→ Data to use
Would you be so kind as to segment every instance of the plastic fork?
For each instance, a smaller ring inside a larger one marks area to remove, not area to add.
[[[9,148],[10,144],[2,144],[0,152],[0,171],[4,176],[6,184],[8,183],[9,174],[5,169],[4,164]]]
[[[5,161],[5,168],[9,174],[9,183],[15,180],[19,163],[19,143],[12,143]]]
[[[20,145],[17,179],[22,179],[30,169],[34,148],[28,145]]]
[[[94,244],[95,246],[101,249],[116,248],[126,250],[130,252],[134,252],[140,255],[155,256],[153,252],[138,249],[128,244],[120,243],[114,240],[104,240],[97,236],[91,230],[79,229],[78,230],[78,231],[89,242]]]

→ Goal of the exercise
Rewrite the rows above as a JSON list of strings, with each line as its own string and no blank lines.

→ Task solution
[
  "Would you be so kind as to segment every instance of the plastic fork?",
  "For each instance, a smaller ring inside a larger one marks area to remove, not area to add.",
  "[[[9,148],[10,144],[2,144],[0,152],[0,171],[4,176],[6,184],[8,183],[9,174],[5,169],[4,164]]]",
  "[[[5,161],[5,168],[9,174],[9,183],[15,180],[19,163],[19,143],[12,143]]]",
  "[[[20,145],[17,179],[22,179],[30,169],[34,148],[28,145]]]",
  "[[[94,244],[95,246],[101,249],[116,248],[126,250],[130,252],[134,252],[140,255],[155,256],[153,252],[138,249],[128,244],[120,243],[114,240],[104,240],[97,236],[91,230],[79,229],[78,230],[78,231],[89,242]]]"
]